Work required - Your task is to repeat the entries underneath exactly, minus the pictures.

(Dataset records about object locations)
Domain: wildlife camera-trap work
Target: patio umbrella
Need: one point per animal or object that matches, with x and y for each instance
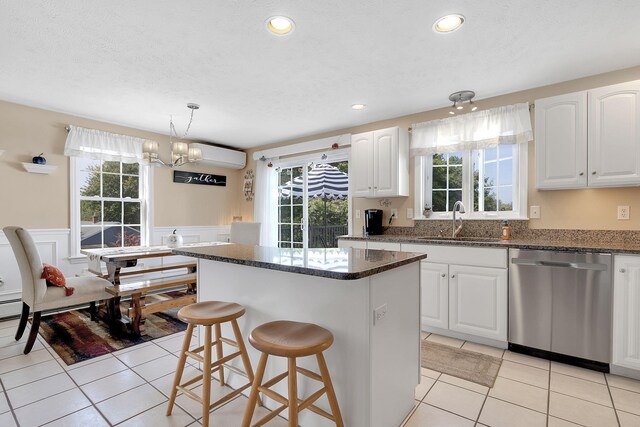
(323, 181)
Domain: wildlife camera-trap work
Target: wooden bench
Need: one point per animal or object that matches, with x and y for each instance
(151, 289)
(189, 265)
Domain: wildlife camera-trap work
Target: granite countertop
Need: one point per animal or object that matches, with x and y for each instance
(335, 263)
(533, 244)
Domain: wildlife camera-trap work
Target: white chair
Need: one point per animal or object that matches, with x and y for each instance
(247, 233)
(37, 296)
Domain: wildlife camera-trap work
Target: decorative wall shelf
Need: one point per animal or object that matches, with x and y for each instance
(35, 168)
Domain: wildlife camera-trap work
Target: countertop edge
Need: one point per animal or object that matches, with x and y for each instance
(304, 270)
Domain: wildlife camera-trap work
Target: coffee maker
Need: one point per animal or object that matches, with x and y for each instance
(373, 221)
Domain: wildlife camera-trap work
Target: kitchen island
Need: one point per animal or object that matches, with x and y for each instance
(368, 299)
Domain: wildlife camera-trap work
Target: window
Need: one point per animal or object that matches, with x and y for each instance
(310, 199)
(109, 204)
(447, 181)
(490, 182)
(290, 208)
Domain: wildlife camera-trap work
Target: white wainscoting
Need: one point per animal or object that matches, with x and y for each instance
(53, 246)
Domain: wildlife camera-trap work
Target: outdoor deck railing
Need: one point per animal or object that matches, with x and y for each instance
(326, 237)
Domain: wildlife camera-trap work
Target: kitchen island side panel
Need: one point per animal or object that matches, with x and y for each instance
(374, 368)
(337, 305)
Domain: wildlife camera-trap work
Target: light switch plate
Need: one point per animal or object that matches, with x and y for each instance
(623, 213)
(534, 212)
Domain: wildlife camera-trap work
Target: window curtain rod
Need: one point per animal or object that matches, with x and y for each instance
(531, 108)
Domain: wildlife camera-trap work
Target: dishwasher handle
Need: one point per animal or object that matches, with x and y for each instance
(574, 265)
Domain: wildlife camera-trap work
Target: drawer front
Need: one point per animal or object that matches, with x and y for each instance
(387, 246)
(463, 255)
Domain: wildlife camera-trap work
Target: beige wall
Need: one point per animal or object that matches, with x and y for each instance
(42, 201)
(574, 209)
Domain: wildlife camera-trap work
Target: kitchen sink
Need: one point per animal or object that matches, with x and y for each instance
(463, 239)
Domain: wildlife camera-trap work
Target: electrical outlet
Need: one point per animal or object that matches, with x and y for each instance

Complete output -
Domain: wildlife camera-trap work
Target: patio umbrella
Need: one point per animal or object that matches, with x and y for each instance
(323, 181)
Domain: wildlife camera-trap work
Target: wooden bench
Need: one point per animal or object that matches, with x and y for each instance
(151, 289)
(189, 265)
Domain: wildlife camera-trap work
Target: granite countertop
Need: one point per animal or object that matches, with x and y for each instance
(335, 263)
(533, 244)
Domain: wildlife camera-trap work
Target: white chair
Need: one point per animal or object that matches, with x and y for each instance
(247, 233)
(37, 296)
Domain: wildlife camera-trap work
Target: decorative wall shelf
Need: one point per animal or object that matches, with x and y for each instance
(35, 168)
Domain: wildlife camera-trap work
Target: countertop edge
Need: one point per animal or object that matches, with x and y for each instance
(304, 270)
Domain: wildlife camera-trap work
Target: coffee maker
Need: one point per animal or object that matches, with x and y for each instance
(373, 221)
Domain: wildlife camera-trap work
Target: kitchen island
Need: one point per animal or object that matches, with x and y for each instance
(368, 299)
Domain: wildlife camera-trap work
Target: window
Need: one point per animal or object that matches, with x and y for each instance
(310, 199)
(109, 204)
(447, 181)
(490, 182)
(290, 208)
Domain: wildlife camera-trap work
Target: white wainscoting
Need: one point per animal or object that matches, with x and y for each instance
(53, 246)
Domain: wildlife camera-trap work
Target: outdoor deck railing
Need: one point per animal or object that matches, with x and y for each instance
(326, 237)
Domain: wildlife camera-trap work
Target: kitchen island side panel
Need: one point per animal or object that matches, with x and y for each instance
(374, 368)
(337, 305)
Domain: wildlife camera-trap work
Target: light switch plate
Need: one point per animal or object that matches, with x and y for each instance
(623, 213)
(534, 212)
Domain: wildlife camera-trap work
Target: window curtain rod
Need: one point per animal or object that matches, with x and y for each instance
(531, 108)
Domain: wildlife camera-trap work
Target: dishwasher handle
Need: one point per animal or object that matches, with x and y for each instance
(574, 265)
Domain: wildlife camera-trap work
Target: drawer front
Need: one point per animal or object that matches, with x and y for each instance
(387, 246)
(463, 255)
Domain: wildlife camera-trap work
Target: beige wall
Need: one point per animal or object that matches, with x and y for each instance
(42, 201)
(574, 209)
Domain: wildlife camera-trap work
Target: kitchen sink
Need: one point per animal or object that matches, with x and y for each instance
(463, 239)
Domain: wildlife camera-trap work
Target: electrical outlet
Need: one point per animal or object that matches, with x and y for each instance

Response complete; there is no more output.